Task requirements
Given the records underneath, please repeat exactly the lines from the line with "point_to(query) locates the bird's wing" through the line with "point_to(query) locates the broken", passing over any picture.

(Point localization data)
________
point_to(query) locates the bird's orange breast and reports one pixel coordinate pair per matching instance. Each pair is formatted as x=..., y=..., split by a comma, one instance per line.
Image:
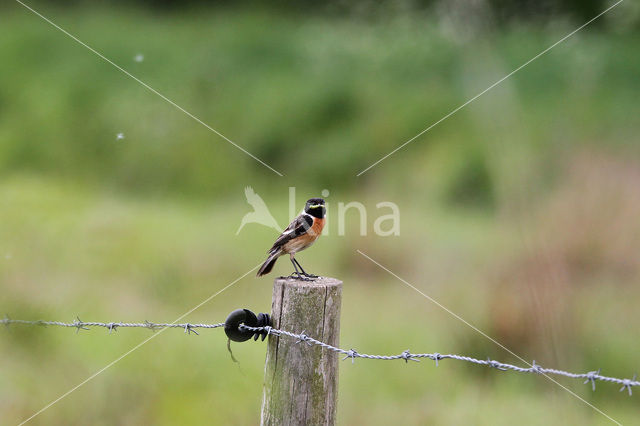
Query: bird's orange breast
x=316, y=228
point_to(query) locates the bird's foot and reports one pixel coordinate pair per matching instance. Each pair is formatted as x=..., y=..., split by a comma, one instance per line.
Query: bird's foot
x=300, y=277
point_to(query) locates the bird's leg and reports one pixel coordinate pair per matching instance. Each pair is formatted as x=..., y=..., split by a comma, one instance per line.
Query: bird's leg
x=300, y=276
x=302, y=269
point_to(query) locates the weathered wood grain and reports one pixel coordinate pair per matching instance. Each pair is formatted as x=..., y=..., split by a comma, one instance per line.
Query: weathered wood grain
x=301, y=381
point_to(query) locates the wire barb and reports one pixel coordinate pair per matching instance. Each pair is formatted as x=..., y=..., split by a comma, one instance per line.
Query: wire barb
x=302, y=337
x=351, y=353
x=591, y=377
x=406, y=355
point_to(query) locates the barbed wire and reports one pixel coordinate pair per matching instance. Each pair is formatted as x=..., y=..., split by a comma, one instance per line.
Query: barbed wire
x=590, y=377
x=111, y=326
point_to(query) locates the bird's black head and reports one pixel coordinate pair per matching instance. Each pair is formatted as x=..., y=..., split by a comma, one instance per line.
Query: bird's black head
x=315, y=207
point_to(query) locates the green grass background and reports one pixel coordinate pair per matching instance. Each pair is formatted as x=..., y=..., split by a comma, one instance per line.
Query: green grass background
x=519, y=213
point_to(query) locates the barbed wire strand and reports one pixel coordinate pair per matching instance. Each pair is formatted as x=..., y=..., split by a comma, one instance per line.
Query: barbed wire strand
x=590, y=377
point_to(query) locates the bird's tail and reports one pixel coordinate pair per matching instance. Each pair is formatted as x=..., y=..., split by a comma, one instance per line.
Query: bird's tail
x=268, y=264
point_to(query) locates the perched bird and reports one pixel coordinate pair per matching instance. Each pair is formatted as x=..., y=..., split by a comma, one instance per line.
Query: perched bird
x=300, y=234
x=260, y=213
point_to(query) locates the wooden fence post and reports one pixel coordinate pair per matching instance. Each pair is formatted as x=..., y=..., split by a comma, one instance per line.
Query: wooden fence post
x=301, y=381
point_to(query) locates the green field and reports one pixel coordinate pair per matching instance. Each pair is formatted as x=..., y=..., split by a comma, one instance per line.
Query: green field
x=519, y=213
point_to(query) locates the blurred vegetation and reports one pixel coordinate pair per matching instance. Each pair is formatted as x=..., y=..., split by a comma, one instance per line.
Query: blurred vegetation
x=519, y=212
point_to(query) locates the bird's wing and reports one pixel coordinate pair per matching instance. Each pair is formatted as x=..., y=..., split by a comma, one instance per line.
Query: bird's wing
x=299, y=226
x=254, y=199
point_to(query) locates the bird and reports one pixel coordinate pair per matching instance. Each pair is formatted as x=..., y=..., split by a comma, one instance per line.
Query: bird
x=301, y=233
x=260, y=213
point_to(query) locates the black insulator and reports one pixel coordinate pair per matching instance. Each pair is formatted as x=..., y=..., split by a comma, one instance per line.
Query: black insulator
x=244, y=316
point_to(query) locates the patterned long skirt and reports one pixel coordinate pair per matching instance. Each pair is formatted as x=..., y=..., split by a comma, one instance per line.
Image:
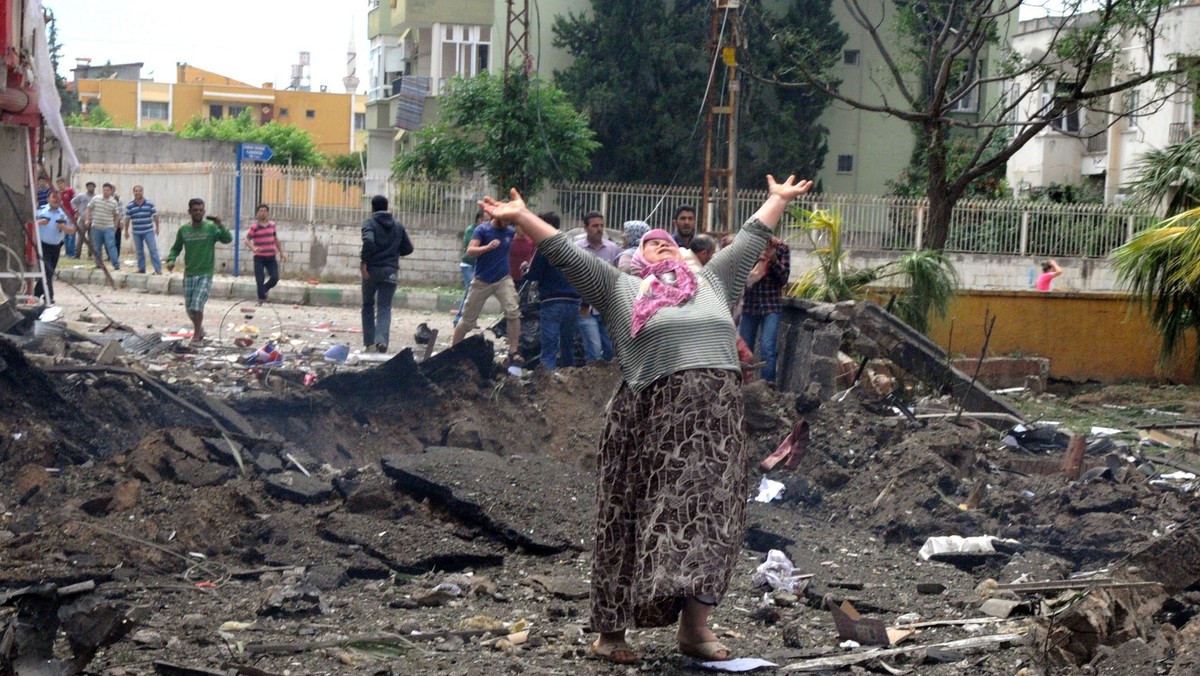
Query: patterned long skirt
x=671, y=498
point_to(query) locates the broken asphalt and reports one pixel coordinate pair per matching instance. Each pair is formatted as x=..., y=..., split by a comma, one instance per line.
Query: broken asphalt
x=174, y=510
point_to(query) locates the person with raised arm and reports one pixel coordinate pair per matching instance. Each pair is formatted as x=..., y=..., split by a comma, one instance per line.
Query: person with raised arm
x=672, y=461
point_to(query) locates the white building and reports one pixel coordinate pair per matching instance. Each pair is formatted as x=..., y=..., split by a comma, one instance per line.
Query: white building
x=1103, y=143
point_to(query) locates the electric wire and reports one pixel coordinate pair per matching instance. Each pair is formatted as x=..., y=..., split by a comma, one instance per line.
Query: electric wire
x=691, y=137
x=700, y=113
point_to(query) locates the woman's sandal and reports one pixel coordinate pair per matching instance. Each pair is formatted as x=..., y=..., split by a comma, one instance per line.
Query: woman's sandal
x=611, y=652
x=707, y=651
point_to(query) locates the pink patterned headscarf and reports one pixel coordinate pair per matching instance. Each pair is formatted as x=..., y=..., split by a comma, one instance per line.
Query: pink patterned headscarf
x=665, y=283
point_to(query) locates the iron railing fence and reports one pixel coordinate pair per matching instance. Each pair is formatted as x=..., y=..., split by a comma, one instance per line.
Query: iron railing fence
x=869, y=222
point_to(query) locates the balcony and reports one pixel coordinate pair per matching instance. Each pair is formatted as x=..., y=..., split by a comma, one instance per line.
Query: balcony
x=1179, y=132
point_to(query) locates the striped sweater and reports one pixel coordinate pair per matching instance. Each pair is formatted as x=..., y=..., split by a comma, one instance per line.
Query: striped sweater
x=697, y=334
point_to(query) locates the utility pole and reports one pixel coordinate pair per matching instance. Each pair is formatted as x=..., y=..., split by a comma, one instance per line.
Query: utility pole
x=516, y=46
x=721, y=121
x=516, y=42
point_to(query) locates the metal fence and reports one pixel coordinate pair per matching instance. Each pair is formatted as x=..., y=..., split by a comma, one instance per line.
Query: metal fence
x=869, y=222
x=888, y=223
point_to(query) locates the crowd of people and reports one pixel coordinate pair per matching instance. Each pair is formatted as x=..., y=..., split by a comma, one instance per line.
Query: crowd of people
x=499, y=259
x=71, y=221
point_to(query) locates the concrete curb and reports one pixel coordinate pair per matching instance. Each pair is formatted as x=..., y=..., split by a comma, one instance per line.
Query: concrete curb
x=288, y=291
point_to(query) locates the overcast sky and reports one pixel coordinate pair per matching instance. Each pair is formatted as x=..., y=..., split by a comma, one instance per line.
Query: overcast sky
x=249, y=40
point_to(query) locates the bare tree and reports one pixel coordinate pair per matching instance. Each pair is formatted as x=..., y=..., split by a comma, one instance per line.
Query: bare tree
x=931, y=55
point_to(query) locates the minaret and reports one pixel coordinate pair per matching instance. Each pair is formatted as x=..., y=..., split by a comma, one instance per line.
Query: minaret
x=351, y=82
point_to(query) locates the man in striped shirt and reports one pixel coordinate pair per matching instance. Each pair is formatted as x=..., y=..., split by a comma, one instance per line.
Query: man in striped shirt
x=103, y=219
x=264, y=243
x=142, y=217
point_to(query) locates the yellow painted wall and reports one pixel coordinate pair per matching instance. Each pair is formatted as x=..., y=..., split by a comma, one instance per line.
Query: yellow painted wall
x=119, y=99
x=330, y=124
x=187, y=101
x=1085, y=336
x=155, y=91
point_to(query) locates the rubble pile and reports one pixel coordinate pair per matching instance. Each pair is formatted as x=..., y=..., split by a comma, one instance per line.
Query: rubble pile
x=433, y=515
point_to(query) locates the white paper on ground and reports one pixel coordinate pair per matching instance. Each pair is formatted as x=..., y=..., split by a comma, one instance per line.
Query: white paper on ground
x=739, y=664
x=768, y=490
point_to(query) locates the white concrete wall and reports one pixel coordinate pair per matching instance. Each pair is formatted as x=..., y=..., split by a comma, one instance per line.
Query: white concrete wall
x=996, y=273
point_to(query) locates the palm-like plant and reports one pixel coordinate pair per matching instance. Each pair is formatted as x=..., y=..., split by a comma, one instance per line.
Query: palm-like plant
x=1169, y=175
x=927, y=277
x=1162, y=268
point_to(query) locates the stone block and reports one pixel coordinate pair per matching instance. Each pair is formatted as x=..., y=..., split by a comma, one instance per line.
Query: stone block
x=159, y=283
x=323, y=295
x=222, y=287
x=423, y=300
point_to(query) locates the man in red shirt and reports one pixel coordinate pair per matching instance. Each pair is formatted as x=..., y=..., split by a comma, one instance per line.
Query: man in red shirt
x=264, y=243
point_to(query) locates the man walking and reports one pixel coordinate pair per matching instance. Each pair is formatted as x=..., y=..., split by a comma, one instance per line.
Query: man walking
x=558, y=307
x=143, y=217
x=597, y=345
x=763, y=304
x=53, y=226
x=103, y=219
x=66, y=195
x=490, y=245
x=384, y=241
x=197, y=240
x=79, y=204
x=684, y=223
x=264, y=243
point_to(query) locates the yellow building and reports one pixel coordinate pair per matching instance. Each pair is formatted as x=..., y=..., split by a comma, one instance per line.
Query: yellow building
x=336, y=121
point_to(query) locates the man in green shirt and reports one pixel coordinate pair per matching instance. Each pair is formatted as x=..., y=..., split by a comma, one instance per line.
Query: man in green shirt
x=197, y=239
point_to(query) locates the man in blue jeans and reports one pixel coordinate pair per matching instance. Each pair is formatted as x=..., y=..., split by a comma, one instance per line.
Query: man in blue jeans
x=763, y=304
x=558, y=307
x=384, y=241
x=597, y=345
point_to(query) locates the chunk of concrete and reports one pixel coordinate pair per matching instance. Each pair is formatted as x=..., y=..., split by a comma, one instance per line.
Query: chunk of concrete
x=297, y=488
x=526, y=501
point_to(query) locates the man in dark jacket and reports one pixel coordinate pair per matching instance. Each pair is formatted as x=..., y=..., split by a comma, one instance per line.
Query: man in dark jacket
x=384, y=241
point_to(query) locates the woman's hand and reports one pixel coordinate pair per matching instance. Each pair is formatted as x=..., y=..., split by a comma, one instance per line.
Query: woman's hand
x=505, y=211
x=789, y=190
x=779, y=195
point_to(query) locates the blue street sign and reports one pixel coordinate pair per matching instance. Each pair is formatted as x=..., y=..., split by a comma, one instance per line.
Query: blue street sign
x=256, y=151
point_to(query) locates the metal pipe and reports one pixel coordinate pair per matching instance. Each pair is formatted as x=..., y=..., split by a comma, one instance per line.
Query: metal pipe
x=13, y=100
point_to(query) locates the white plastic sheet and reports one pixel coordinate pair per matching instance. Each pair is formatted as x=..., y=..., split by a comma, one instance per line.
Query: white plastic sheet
x=958, y=544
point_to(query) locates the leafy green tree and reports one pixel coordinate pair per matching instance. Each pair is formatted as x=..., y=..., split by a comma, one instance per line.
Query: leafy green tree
x=348, y=162
x=1169, y=177
x=519, y=131
x=641, y=71
x=925, y=279
x=292, y=145
x=1161, y=267
x=70, y=100
x=933, y=54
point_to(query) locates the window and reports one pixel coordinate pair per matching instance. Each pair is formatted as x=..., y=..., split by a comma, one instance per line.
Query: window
x=155, y=109
x=967, y=103
x=1133, y=107
x=1069, y=119
x=460, y=51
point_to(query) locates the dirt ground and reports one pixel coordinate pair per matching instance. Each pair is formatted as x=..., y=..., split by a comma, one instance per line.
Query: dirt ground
x=441, y=522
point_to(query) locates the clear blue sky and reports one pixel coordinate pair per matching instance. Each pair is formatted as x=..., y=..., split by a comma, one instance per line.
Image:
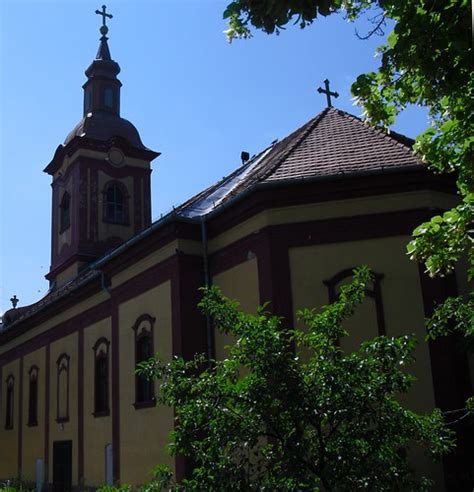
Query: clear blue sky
x=193, y=97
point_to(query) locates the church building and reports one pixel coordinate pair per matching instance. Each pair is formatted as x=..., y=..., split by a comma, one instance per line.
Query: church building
x=287, y=226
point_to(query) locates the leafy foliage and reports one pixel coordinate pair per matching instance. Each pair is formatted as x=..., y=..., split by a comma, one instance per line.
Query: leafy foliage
x=289, y=410
x=426, y=61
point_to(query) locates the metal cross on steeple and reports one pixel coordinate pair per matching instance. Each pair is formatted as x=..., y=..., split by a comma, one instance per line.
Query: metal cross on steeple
x=104, y=15
x=327, y=92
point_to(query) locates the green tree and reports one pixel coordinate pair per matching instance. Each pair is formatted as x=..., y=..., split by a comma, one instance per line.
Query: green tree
x=426, y=61
x=289, y=410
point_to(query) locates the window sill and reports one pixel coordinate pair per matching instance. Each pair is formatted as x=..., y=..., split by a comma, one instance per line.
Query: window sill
x=104, y=413
x=145, y=404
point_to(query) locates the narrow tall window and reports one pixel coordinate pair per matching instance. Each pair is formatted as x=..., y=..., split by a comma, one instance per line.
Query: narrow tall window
x=9, y=402
x=115, y=203
x=33, y=397
x=65, y=212
x=108, y=97
x=62, y=408
x=101, y=377
x=144, y=388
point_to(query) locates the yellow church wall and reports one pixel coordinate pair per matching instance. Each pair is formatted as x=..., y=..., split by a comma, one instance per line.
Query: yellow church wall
x=143, y=432
x=97, y=430
x=144, y=263
x=9, y=437
x=241, y=283
x=33, y=437
x=332, y=209
x=186, y=246
x=64, y=431
x=402, y=303
x=62, y=316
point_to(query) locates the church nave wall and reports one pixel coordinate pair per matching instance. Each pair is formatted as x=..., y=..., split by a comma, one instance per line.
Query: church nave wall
x=63, y=404
x=33, y=432
x=10, y=375
x=97, y=429
x=144, y=430
x=239, y=282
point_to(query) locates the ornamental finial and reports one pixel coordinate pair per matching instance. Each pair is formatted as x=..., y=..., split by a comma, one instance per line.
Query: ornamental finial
________
Exercise solution
point_to(query) locates the bird's wing and reports one pixel coordinate pair per matching instance. Each pair is formatted as x=..., y=..., split by a comma, one instance per line.
Query: bird's wing
x=299, y=226
x=254, y=199
point_to(query) locates the bird and reports one pixel coordinate pair per matching instance. Each pair is formatted as x=..., y=..., split by a comma, one instance per line.
Query: bird
x=301, y=233
x=260, y=213
point_to(query) locates the black insulator and reports one pixel coordinate pair per matching instance. Each pair is formatted as x=..., y=..., split by a comma, one instance per line.
Query: black insulator
x=244, y=316
point_to(query) locates the patterned long skirt and reports one pixel coordinate pair per matching instance. Each pair is formatted as x=..., y=..., split by a comma, one instance per line.
Image:
Query: patterned long skirt
x=671, y=498
point_to(query) locates the broken asphalt and reports one pixel coordinate pair per matching instance. Each pair is formatted as x=..., y=..., split by a comma, one instance per line.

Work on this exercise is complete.